**Work order**
A word-for-word repeat of all the data is the goal.

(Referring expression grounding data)
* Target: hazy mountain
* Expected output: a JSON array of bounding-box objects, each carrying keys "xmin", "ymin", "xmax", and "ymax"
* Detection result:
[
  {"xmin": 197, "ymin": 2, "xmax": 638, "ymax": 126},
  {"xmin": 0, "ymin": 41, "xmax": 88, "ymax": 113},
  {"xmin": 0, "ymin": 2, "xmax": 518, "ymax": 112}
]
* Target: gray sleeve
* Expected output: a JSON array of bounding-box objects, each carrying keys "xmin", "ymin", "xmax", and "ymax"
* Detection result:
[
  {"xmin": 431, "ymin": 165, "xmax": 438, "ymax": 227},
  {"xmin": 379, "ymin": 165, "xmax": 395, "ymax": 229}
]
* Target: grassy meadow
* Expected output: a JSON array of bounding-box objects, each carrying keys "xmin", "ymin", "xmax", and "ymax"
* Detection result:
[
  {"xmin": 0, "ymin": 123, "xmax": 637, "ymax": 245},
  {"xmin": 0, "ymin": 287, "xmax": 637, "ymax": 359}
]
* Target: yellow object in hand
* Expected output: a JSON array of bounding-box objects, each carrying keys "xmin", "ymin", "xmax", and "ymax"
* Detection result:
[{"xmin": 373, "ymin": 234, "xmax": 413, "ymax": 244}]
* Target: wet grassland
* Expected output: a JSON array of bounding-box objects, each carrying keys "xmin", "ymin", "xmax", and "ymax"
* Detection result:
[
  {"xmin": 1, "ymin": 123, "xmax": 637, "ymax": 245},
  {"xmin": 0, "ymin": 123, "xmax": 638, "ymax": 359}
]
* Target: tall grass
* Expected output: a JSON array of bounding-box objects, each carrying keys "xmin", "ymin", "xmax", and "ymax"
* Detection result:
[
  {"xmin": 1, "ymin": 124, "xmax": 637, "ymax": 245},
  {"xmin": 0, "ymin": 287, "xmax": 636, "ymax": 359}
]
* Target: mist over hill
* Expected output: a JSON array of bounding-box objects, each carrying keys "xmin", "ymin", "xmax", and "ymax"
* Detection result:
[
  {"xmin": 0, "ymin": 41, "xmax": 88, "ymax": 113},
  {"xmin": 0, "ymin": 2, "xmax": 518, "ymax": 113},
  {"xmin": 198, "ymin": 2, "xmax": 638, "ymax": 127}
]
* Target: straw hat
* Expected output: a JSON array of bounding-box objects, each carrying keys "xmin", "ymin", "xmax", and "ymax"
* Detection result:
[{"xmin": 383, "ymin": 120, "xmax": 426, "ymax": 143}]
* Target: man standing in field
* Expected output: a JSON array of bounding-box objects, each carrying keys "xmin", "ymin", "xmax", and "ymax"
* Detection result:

**Solution for this exercise**
* Target: hazy mountain
* Expected output: a JSON array of bounding-box objects, each carrying keys "xmin", "ymin", "xmax", and "ymax"
* Detection result:
[
  {"xmin": 197, "ymin": 2, "xmax": 638, "ymax": 126},
  {"xmin": 0, "ymin": 41, "xmax": 88, "ymax": 113},
  {"xmin": 0, "ymin": 2, "xmax": 518, "ymax": 112}
]
* Target: gray sleeve
* Expected output: a JSON array of bounding-box objects, each carrying keys "xmin", "ymin", "xmax", and "ymax"
* Detection result:
[
  {"xmin": 431, "ymin": 165, "xmax": 438, "ymax": 227},
  {"xmin": 379, "ymin": 165, "xmax": 395, "ymax": 229}
]
* Target: grassy meadow
* Expected output: a JSON array of bounding-box objects, each carrying keys "xmin", "ymin", "xmax", and "ymax"
* Detection result:
[
  {"xmin": 0, "ymin": 123, "xmax": 637, "ymax": 245},
  {"xmin": 0, "ymin": 287, "xmax": 637, "ymax": 359}
]
* Target: yellow object in hand
* Expected output: a JSON array of bounding-box objects, each carrying keys "xmin", "ymin", "xmax", and "ymax"
* Detection result:
[{"xmin": 373, "ymin": 234, "xmax": 413, "ymax": 244}]
* Target: wet grassland
* Expected output: a JSON array of bounding-box objects, each carrying keys "xmin", "ymin", "xmax", and "ymax"
* Detection result:
[
  {"xmin": 1, "ymin": 123, "xmax": 637, "ymax": 245},
  {"xmin": 0, "ymin": 123, "xmax": 638, "ymax": 359}
]
* Target: tall grass
* Expected output: a JSON array of bounding-box objects, each carrying keys "xmin", "ymin", "xmax", and "ymax"
* Detection result:
[
  {"xmin": 1, "ymin": 124, "xmax": 637, "ymax": 245},
  {"xmin": 0, "ymin": 287, "xmax": 636, "ymax": 359}
]
* Target: mist over hill
* Expected output: a JSON array of bounding-box objects, each carrying keys "xmin", "ymin", "xmax", and "ymax"
* Detection result:
[
  {"xmin": 0, "ymin": 41, "xmax": 88, "ymax": 113},
  {"xmin": 0, "ymin": 2, "xmax": 518, "ymax": 113},
  {"xmin": 198, "ymin": 2, "xmax": 638, "ymax": 127}
]
* Target: straw hat
* Expected output: a JSON array of bounding-box objects, each carrying keys "xmin", "ymin", "xmax", and "ymax"
* Detection result:
[{"xmin": 383, "ymin": 120, "xmax": 426, "ymax": 143}]
* Target: man standing in field
* Expected output: a JSON array of bounding-box objects, each carrying keys "xmin", "ymin", "xmax", and "ymax"
* Detection result:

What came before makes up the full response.